══ Input rows ══

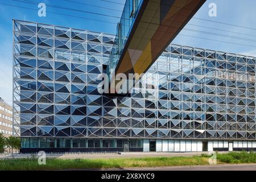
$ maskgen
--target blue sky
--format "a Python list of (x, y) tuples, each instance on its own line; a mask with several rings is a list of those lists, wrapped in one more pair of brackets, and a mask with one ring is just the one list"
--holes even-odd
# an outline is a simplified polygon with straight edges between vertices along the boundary
[[(13, 19), (115, 34), (116, 25), (115, 23), (119, 21), (118, 18), (85, 13), (84, 12), (77, 12), (67, 9), (73, 9), (120, 17), (123, 6), (120, 3), (124, 3), (125, 0), (109, 1), (118, 3), (110, 3), (102, 0), (0, 0), (0, 12), (1, 13), (1, 16), (0, 16), (0, 42), (1, 46), (0, 48), (0, 97), (2, 97), (9, 104), (12, 102), (13, 35), (11, 20)], [(28, 2), (30, 3), (24, 2)], [(46, 17), (39, 17), (36, 10), (38, 10), (37, 4), (41, 2), (44, 2), (47, 5), (47, 11), (65, 14), (84, 18), (76, 18), (60, 14), (53, 14), (49, 12), (47, 13)], [(215, 3), (217, 5), (216, 17), (210, 17), (208, 15), (209, 10), (208, 5), (210, 3)], [(3, 3), (5, 5), (3, 5)], [(64, 9), (53, 8), (49, 7), (47, 5), (61, 6)], [(254, 41), (254, 40), (256, 42), (256, 11), (254, 10), (255, 7), (256, 7), (256, 1), (255, 0), (207, 0), (194, 17), (209, 20), (211, 22), (192, 19), (185, 27), (187, 29), (183, 30), (173, 43), (184, 46), (256, 56), (256, 44)], [(110, 22), (113, 23), (92, 20), (86, 18)], [(236, 24), (250, 28), (217, 23), (213, 21)], [(197, 32), (195, 32), (195, 30)], [(198, 31), (200, 32), (198, 32)], [(237, 33), (230, 32), (230, 31)], [(207, 32), (207, 34), (204, 34), (205, 32)], [(209, 35), (209, 33), (225, 35), (232, 37)], [(204, 38), (222, 41), (222, 42), (191, 36)], [(248, 40), (241, 40), (237, 38)], [(223, 42), (231, 42), (233, 44)]]

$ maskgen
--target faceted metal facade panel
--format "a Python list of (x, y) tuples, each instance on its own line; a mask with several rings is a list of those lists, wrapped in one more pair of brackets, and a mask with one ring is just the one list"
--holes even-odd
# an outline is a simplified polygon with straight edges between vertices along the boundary
[(14, 23), (22, 137), (255, 138), (254, 57), (170, 45), (130, 96), (97, 90), (114, 36)]

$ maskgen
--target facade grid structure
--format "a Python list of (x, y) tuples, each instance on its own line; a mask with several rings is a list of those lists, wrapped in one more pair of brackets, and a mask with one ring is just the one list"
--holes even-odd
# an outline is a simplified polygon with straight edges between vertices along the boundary
[(171, 44), (126, 96), (101, 94), (115, 36), (14, 20), (22, 152), (255, 150), (255, 58)]

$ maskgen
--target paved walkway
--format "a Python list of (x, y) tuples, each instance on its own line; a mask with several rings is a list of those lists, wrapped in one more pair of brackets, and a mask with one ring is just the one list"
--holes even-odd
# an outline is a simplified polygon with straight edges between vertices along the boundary
[[(122, 152), (118, 154), (47, 154), (49, 158), (59, 159), (106, 159), (106, 158), (128, 158), (140, 157), (159, 157), (159, 156), (189, 156), (193, 155), (200, 155), (202, 154), (208, 154), (208, 152)], [(31, 154), (4, 154), (0, 155), (0, 159), (20, 159), (30, 158)], [(36, 155), (34, 156), (36, 157)]]

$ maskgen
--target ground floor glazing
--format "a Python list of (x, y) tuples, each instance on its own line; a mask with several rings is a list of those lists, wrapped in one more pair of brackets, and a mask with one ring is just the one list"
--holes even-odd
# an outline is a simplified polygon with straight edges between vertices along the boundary
[(256, 140), (22, 138), (21, 152), (256, 151)]

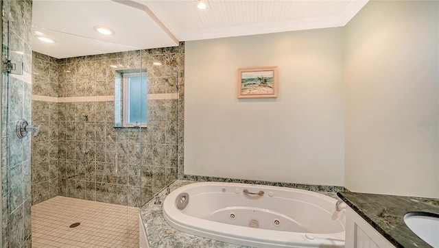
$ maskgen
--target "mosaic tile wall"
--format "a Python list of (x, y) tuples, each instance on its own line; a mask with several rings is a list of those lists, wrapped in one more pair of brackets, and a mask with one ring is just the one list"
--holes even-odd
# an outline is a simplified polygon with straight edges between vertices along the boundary
[(19, 139), (15, 124), (21, 118), (32, 119), (32, 2), (4, 0), (2, 4), (2, 60), (9, 49), (10, 59), (24, 63), (21, 75), (8, 76), (2, 66), (2, 246), (30, 247), (31, 138)]
[[(177, 178), (184, 43), (62, 60), (34, 53), (34, 121), (47, 124), (41, 130), (47, 134), (33, 140), (33, 203), (60, 195), (139, 206), (141, 188), (145, 202)], [(156, 60), (163, 66), (153, 66)], [(141, 62), (148, 77), (148, 127), (114, 128), (115, 103), (108, 97), (115, 94), (115, 70)]]

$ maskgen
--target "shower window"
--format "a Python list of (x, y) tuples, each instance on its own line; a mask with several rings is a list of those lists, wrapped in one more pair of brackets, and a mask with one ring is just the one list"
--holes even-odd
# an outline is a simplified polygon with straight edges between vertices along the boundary
[(147, 84), (145, 72), (119, 71), (115, 79), (115, 127), (146, 127)]

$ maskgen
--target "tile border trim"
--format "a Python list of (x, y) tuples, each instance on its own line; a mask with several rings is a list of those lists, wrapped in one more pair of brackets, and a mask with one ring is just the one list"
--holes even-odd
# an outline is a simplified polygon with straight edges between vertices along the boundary
[(195, 181), (195, 182), (233, 182), (233, 183), (241, 183), (241, 184), (268, 185), (268, 186), (280, 186), (280, 187), (285, 187), (285, 188), (298, 188), (298, 189), (314, 191), (314, 192), (337, 193), (340, 191), (348, 191), (344, 186), (337, 186), (302, 184), (294, 184), (294, 183), (289, 183), (289, 182), (269, 182), (269, 181), (261, 181), (261, 180), (249, 180), (249, 179), (236, 179), (236, 178), (207, 177), (207, 176), (187, 175), (187, 174), (185, 174), (183, 177), (179, 178), (179, 179)]
[[(178, 99), (178, 93), (169, 94), (148, 94), (149, 100)], [(96, 96), (96, 97), (54, 97), (32, 95), (32, 100), (49, 101), (52, 103), (74, 103), (74, 102), (92, 102), (92, 101), (112, 101), (115, 96)]]

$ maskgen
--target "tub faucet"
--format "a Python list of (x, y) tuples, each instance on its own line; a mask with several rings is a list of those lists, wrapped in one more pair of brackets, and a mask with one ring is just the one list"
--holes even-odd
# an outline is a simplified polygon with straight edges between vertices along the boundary
[(335, 211), (340, 211), (341, 210), (340, 205), (342, 205), (342, 203), (343, 203), (343, 201), (340, 199), (337, 201), (337, 203), (335, 203)]
[(154, 203), (155, 205), (160, 205), (160, 204), (162, 203), (162, 202), (160, 201), (160, 197), (159, 196), (156, 196), (156, 201), (154, 201)]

═══

• [Prompt] Lay out every line of the data above as a Markdown table with the columns Row and Entry, numbering the rows and skipping blank lines. Leave the pictures out.

• [Result below]
| Row | Entry |
|---|---|
| 1 | $ maskgen |
| 2 | --target blue sky |
| 3 | --format "a Python list of (x, y) tuples, each instance on its own line; a mask with several rings is a list of those lists, wrapped in one more pair of brackets, and a mask with one ring is just the one list" |
| 4 | --holes even-odd |
| 5 | # an outline is a simplified polygon with straight edges between vertices along the boundary |
| 6 | [[(13, 19), (115, 34), (116, 25), (115, 23), (119, 21), (118, 18), (85, 13), (84, 12), (77, 12), (67, 9), (73, 9), (120, 17), (123, 6), (120, 3), (124, 3), (125, 0), (109, 1), (118, 3), (110, 3), (102, 0), (0, 0), (0, 12), (1, 13), (1, 16), (0, 16), (0, 42), (1, 46), (0, 48), (0, 97), (2, 97), (9, 104), (12, 102), (13, 35), (11, 20)], [(28, 2), (30, 3), (24, 2)], [(46, 17), (39, 17), (36, 10), (38, 10), (37, 4), (41, 2), (44, 2), (47, 5), (47, 11), (65, 14), (84, 18), (76, 18), (60, 14), (53, 14), (49, 12), (47, 13)], [(215, 3), (217, 5), (216, 17), (210, 17), (208, 15), (209, 10), (208, 5), (210, 3)], [(3, 3), (5, 5), (3, 5)], [(64, 9), (53, 8), (49, 7), (47, 5), (61, 6)], [(254, 41), (254, 40), (256, 42), (256, 11), (254, 10), (255, 7), (256, 7), (256, 1), (255, 0), (207, 0), (194, 17), (209, 20), (211, 22), (192, 19), (185, 27), (187, 29), (183, 30), (173, 43), (184, 46), (256, 56), (256, 44)], [(110, 22), (113, 23), (92, 20), (86, 18)], [(236, 24), (250, 28), (217, 23), (213, 21)], [(197, 32), (195, 32), (195, 30)], [(198, 31), (200, 32), (198, 32)], [(237, 33), (230, 32), (230, 31)], [(207, 32), (207, 34), (204, 34), (205, 32)], [(209, 35), (209, 33), (225, 35), (232, 37)], [(204, 38), (222, 41), (222, 42), (191, 36)], [(248, 40), (241, 40), (237, 38)], [(223, 42), (231, 42), (233, 44)]] |
| 7 | $ maskgen |
| 8 | --target faceted metal facade panel |
| 9 | --format "a Python list of (x, y) tuples, each instance on its own line; a mask with several rings is a list of those lists, wrapped in one more pair of brackets, and a mask with one ring is just the one list" |
| 10 | --holes even-odd |
| 11 | # an outline is a simplified polygon with straight edges between vertices along the boundary |
| 12 | [(14, 23), (22, 137), (255, 138), (254, 57), (170, 45), (130, 96), (97, 90), (114, 36)] |
| 13 | $ maskgen |
| 14 | --target facade grid structure |
| 15 | --format "a Python list of (x, y) tuples, each instance on its own line; a mask with several rings is a list of those lists, wrapped in one more pair of brackets, and a mask with one ring is just the one list" |
| 16 | --holes even-odd |
| 17 | # an outline is a simplified polygon with straight edges between vertices along the boundary |
| 18 | [(171, 44), (126, 96), (101, 94), (115, 36), (14, 20), (22, 152), (255, 150), (255, 58)] |
| 19 | $ maskgen |
| 20 | --target paved walkway |
| 21 | --format "a Python list of (x, y) tuples, each instance on its own line; a mask with several rings is a list of those lists, wrapped in one more pair of brackets, and a mask with one ring is just the one list" |
| 22 | --holes even-odd |
| 23 | # an outline is a simplified polygon with straight edges between vertices along the boundary |
| 24 | [[(122, 152), (118, 154), (47, 154), (49, 158), (59, 159), (106, 159), (106, 158), (128, 158), (140, 157), (159, 157), (159, 156), (189, 156), (193, 155), (200, 155), (202, 154), (208, 154), (208, 152)], [(31, 154), (4, 154), (0, 155), (0, 159), (20, 159), (30, 158)], [(36, 155), (34, 156), (36, 157)]] |
| 25 | $ maskgen |
| 26 | --target ground floor glazing |
| 27 | --format "a Python list of (x, y) tuples, each instance on its own line; a mask with several rings is a list of those lists, wrapped in one more pair of brackets, and a mask with one ring is just the one list" |
| 28 | --holes even-odd |
| 29 | # an outline is a simplified polygon with straight edges between vertices along the boundary |
| 30 | [(256, 140), (22, 138), (21, 152), (256, 151)] |
| 31 | $ maskgen |
| 32 | --target "mosaic tile wall" |
| 33 | --format "a Python list of (x, y) tuples, each instance on its own line; a mask with several rings is a list of those lists, wrapped in one more pair of brackets, and a mask with one ring is just the one list" |
| 34 | --holes even-odd |
| 35 | # an outline is a simplified polygon with straight edges between vertices along the boundary |
| 36 | [(19, 139), (15, 124), (21, 118), (32, 119), (32, 2), (4, 0), (2, 4), (2, 60), (9, 49), (10, 59), (24, 63), (21, 75), (8, 76), (2, 66), (2, 246), (30, 247), (31, 138)] |
| 37 | [[(177, 178), (184, 43), (62, 60), (34, 53), (34, 121), (47, 124), (41, 130), (47, 134), (33, 140), (33, 203), (60, 195), (139, 206), (141, 188), (145, 202)], [(156, 60), (163, 66), (153, 66)], [(141, 62), (148, 77), (148, 127), (114, 128), (115, 103), (108, 97), (115, 94), (115, 70)]] |
| 38 | $ maskgen |
| 39 | --target "shower window" |
| 40 | --format "a Python list of (x, y) tuples, each instance on its own line; a mask with several rings is a list of those lists, wrapped in one more pair of brackets, and a mask with one ring is just the one list" |
| 41 | --holes even-odd |
| 42 | # an outline is a simplified polygon with straight edges between vertices along the boundary |
| 43 | [(147, 84), (145, 72), (119, 71), (115, 79), (115, 127), (146, 127)] |
| 44 | $ maskgen |
| 45 | --target "tile border trim" |
| 46 | --format "a Python list of (x, y) tuples, each instance on its own line; a mask with several rings is a list of those lists, wrapped in one more pair of brackets, and a mask with one ring is just the one list" |
| 47 | --holes even-odd |
| 48 | # an outline is a simplified polygon with straight edges between vertices along the boundary |
| 49 | [(195, 181), (195, 182), (233, 182), (233, 183), (241, 183), (241, 184), (268, 185), (268, 186), (280, 186), (280, 187), (285, 187), (285, 188), (298, 188), (298, 189), (314, 191), (314, 192), (337, 193), (340, 191), (348, 191), (344, 186), (337, 186), (302, 184), (294, 184), (294, 183), (289, 183), (289, 182), (269, 182), (269, 181), (261, 181), (261, 180), (249, 180), (249, 179), (236, 179), (236, 178), (207, 177), (207, 176), (187, 175), (187, 174), (185, 174), (183, 177), (179, 178), (179, 179)] |
| 50 | [[(178, 99), (178, 93), (169, 94), (148, 94), (149, 100)], [(96, 96), (96, 97), (54, 97), (32, 95), (32, 100), (49, 101), (52, 103), (74, 103), (74, 102), (92, 102), (92, 101), (112, 101), (115, 96)]] |
| 51 | $ maskgen |
| 52 | --target "tub faucet" |
| 53 | --format "a Python list of (x, y) tuples, each instance on its own line; a mask with several rings is a list of those lists, wrapped in one more pair of brackets, and a mask with one ring is just the one list" |
| 54 | --holes even-odd |
| 55 | # an outline is a simplified polygon with straight edges between vertices along the boundary |
| 56 | [(335, 211), (340, 211), (341, 210), (340, 205), (342, 205), (342, 203), (343, 203), (343, 201), (340, 199), (337, 201), (337, 203), (335, 203)] |
| 57 | [(154, 203), (155, 205), (160, 205), (160, 204), (162, 203), (162, 202), (160, 201), (160, 197), (159, 196), (156, 196), (156, 201), (154, 201)] |